* Geselecteerd fragment *
Natuurbeschermingswet 1998

In de Natuurbeschermingswet 1998 worden twee typen beschermde gebieden onderscheiden, de 'Natura 2000' gebieden (artikel 10a) en de beschermde natuurmonumenten (artikel 10). Onder 'Natura 2000' gebieden worden verstaan de Vogelrichtlijngebieden en de Habitatrichtlijngebieden. Voor veel Habitatrichtlijngebieden geldt overigens dat deze nog wel formeel als zodanig moeten worden aangewezen door de minister van Economische zaken, Landbouw en Innovatie, omdat daarvoor nog instandhoudingsdoelstellingen moeten worden vastgesteld. Zo lang de Habitatrichtlijngebieden nog niet definitief zijn aangewezen dient nog te worden getoetst aan de communautaire lijst, zijnde de lijst van gebieden zoals die indertijd zijn aangemeld bij de Europese Commissie. Onder beschermde natuurmonumenten worden die natuurgebieden verstaan die op grond van de “oude” Natuurbeschermingswet reeds als zodanig waren vastgesteld. Voor zover de beschermde natuurmonumenten overlappen met Natura 2000 gebieden geldt dat de status “beschermd natuurmonument” voor die betreffende gebieden is komen te vervallen, de beschermde waarden voor het betreffende gebied – voor zover die niet ook onder de instandhoudingsdoelstelling van het Natura 2000 gebied vallen – blijven echter voor die gebieden onverminderd van kracht. Op grond van de Natuurbeschermingswet 1998 dienen voor alle Natura 2000 gebieden instandhoudingsdoelstellingen en een beheerplan te worden vastgesteld. Bestaand gebruik mag worden voortgezet, mits niet conflicterend met de instandhoudingsdoelstellingen en als zodanig vastgelegd in het beheerplan. Voor alle andere activiteiten is een vergunning van Gedeputeerde Staten (met uitzondering van die gebieden waar op grond van het Besluit vergunningen Natuurbeschermingswet 1998 de staatssecretaris van Economische zaken, Landbouw en Innovatie bevoegd gezag is) vereist.

* Opdracht 1 *
Welke twee typen beschermde gebieden onderscheidt de Natuurbeschermingswet 1998 volgens het fragment over deze wet?
* Opdracht 2 *
Schrijf het vervolg van het fragment over de Natuurbeschermingswet 1998, aansluitend op de laatste zin.
De vermeldingen die hierna volgen, staan los van het fragment over de Natuurbeschermingswet 1998.

* Overzicht *
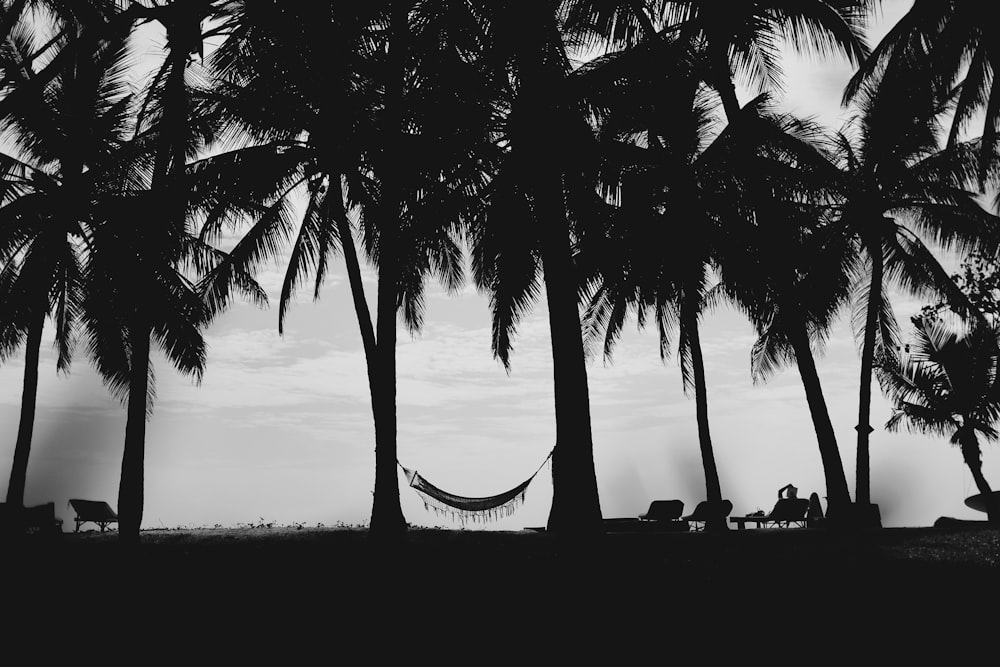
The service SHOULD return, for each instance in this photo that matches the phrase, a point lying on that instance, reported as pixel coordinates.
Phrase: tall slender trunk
(576, 507)
(724, 85)
(10, 17)
(26, 425)
(131, 488)
(974, 460)
(387, 521)
(864, 428)
(713, 488)
(382, 512)
(837, 495)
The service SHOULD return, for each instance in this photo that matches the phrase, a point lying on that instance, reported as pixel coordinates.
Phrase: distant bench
(28, 520)
(787, 511)
(94, 511)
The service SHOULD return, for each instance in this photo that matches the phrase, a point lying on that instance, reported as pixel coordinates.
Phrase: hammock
(464, 508)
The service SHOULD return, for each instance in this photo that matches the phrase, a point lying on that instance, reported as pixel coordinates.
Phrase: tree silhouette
(679, 183)
(790, 273)
(64, 133)
(946, 384)
(345, 154)
(900, 185)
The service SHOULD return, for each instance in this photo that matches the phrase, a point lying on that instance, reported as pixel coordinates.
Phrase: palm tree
(899, 185)
(537, 202)
(950, 45)
(641, 267)
(145, 256)
(344, 154)
(64, 134)
(743, 41)
(946, 384)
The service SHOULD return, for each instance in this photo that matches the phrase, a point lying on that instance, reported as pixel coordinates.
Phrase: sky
(280, 431)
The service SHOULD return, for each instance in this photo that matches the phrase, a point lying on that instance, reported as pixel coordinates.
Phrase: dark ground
(305, 596)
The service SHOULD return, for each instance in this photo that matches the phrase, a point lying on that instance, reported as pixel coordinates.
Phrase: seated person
(792, 491)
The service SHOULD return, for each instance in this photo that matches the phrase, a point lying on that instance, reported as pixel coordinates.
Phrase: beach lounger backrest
(664, 510)
(790, 509)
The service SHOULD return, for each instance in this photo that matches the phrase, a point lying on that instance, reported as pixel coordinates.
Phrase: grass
(465, 590)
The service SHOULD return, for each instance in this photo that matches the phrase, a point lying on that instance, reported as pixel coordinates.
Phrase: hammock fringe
(464, 508)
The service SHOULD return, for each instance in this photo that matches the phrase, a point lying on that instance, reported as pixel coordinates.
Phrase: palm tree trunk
(387, 521)
(26, 425)
(713, 488)
(357, 292)
(837, 495)
(974, 460)
(131, 486)
(10, 17)
(385, 512)
(576, 507)
(724, 85)
(864, 428)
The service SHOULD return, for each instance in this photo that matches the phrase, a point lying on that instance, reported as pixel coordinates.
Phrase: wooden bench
(39, 519)
(786, 512)
(94, 511)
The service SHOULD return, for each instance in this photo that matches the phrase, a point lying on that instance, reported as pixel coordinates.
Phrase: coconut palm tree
(145, 256)
(946, 384)
(790, 271)
(540, 201)
(641, 268)
(744, 41)
(344, 153)
(64, 135)
(949, 44)
(899, 187)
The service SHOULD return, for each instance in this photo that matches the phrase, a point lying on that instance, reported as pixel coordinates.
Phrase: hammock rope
(465, 508)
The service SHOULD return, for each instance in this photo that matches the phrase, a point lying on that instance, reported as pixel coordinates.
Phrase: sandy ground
(476, 597)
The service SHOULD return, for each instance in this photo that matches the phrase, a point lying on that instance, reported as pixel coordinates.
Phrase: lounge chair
(663, 510)
(662, 516)
(786, 512)
(703, 511)
(95, 511)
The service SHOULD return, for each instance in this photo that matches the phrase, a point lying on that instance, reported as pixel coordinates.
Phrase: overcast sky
(280, 429)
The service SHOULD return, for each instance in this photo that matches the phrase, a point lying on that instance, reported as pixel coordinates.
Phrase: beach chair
(663, 510)
(787, 512)
(94, 511)
(704, 511)
(38, 519)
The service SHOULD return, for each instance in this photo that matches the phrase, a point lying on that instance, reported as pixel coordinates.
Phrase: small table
(978, 501)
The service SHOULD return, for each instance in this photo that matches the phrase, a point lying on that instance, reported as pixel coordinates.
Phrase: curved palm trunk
(383, 513)
(974, 460)
(10, 17)
(131, 488)
(576, 507)
(724, 85)
(26, 425)
(864, 428)
(837, 495)
(713, 488)
(387, 514)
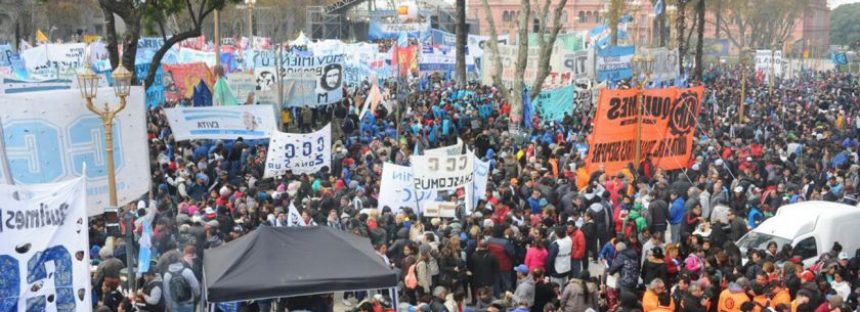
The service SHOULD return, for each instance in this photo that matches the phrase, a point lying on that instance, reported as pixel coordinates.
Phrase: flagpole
(4, 159)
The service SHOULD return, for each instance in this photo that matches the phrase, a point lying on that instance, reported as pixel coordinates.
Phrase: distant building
(812, 30)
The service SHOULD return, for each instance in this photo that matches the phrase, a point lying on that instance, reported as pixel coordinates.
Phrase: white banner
(397, 190)
(298, 152)
(558, 76)
(249, 122)
(665, 66)
(767, 60)
(50, 135)
(44, 253)
(442, 172)
(325, 67)
(580, 63)
(452, 150)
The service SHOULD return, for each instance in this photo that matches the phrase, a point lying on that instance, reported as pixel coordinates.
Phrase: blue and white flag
(659, 7)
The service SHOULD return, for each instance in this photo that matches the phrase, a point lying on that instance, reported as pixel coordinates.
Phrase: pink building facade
(581, 15)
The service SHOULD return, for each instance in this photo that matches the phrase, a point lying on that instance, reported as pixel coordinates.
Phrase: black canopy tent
(276, 262)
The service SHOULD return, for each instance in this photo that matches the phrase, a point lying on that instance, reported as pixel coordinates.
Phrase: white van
(810, 227)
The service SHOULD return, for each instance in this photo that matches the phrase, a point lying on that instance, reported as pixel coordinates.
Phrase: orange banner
(180, 79)
(667, 126)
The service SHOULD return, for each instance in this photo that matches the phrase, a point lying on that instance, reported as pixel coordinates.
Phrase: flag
(659, 7)
(403, 40)
(40, 36)
(293, 217)
(527, 110)
(839, 58)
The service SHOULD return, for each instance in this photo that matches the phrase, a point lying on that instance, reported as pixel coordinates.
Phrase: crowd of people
(550, 235)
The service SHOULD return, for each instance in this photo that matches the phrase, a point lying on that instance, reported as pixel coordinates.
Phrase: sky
(835, 3)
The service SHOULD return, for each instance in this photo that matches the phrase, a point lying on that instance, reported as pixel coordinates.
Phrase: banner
(179, 80)
(397, 189)
(442, 172)
(580, 63)
(452, 150)
(554, 104)
(767, 60)
(44, 253)
(665, 66)
(668, 126)
(379, 29)
(324, 68)
(405, 60)
(249, 122)
(242, 85)
(52, 143)
(558, 75)
(6, 54)
(300, 153)
(54, 61)
(716, 47)
(613, 63)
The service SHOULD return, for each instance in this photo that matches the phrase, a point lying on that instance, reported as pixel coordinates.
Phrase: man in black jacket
(483, 267)
(694, 300)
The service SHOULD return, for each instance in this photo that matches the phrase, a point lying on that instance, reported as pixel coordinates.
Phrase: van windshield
(759, 241)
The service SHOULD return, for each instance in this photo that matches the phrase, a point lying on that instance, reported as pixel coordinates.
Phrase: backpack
(180, 290)
(411, 279)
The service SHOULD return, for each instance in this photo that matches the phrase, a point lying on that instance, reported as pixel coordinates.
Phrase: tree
(844, 29)
(461, 42)
(546, 40)
(154, 14)
(759, 23)
(700, 25)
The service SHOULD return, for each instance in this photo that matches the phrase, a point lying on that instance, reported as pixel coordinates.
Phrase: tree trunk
(129, 43)
(493, 47)
(156, 58)
(681, 25)
(461, 43)
(521, 64)
(110, 37)
(546, 45)
(700, 12)
(718, 18)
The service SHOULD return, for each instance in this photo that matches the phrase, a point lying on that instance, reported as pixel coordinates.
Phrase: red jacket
(578, 245)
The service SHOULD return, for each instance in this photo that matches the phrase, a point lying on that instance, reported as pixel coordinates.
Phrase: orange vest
(760, 301)
(781, 297)
(650, 303)
(731, 302)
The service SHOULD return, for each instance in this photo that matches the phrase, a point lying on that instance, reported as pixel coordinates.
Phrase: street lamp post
(744, 56)
(250, 4)
(643, 63)
(88, 81)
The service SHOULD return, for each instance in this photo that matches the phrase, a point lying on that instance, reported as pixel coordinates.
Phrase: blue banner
(839, 58)
(378, 30)
(554, 104)
(614, 63)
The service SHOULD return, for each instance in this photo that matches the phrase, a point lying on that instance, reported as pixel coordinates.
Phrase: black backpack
(180, 289)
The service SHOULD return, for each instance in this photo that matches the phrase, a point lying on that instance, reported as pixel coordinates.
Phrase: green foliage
(844, 26)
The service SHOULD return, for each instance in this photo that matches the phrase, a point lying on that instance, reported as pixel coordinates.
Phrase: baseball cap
(522, 268)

* Uitwerking 1 *
De 'Natura 2000'-gebieden (artikel 10a) en de beschermde natuurmonumenten (artikel 10).

* Uitwerking 2 *
Nota Ruimte

In de Nota Ruimte is de visie van het Rijk op de natuur en het landelijk gebied vastgelegd. De nota richt zich op het behoud, herstel en ontwikkeling van wezenlijke natuurlijke kenmerken en waarden. Vanuit deze doelstelling is de Ecologische Hoofdstructuur (EHS) in het leven geroepen en worden ganzenfoerageergebied en weidevogelgebied aangewezen. Het rijksbeleid uit de Nota Ruimte dient door provincies en gemeenten te worden doorvertaald in ruimtelijke plannen, zoals structuurvisies en bestemmingsplannen. De EHS, het ganzenfoerageergebied en het weidevogelgebied vallen niet onder de werking van de gebiedsbescherming zoals geregeld in de Natuurbeschermingswet 1998.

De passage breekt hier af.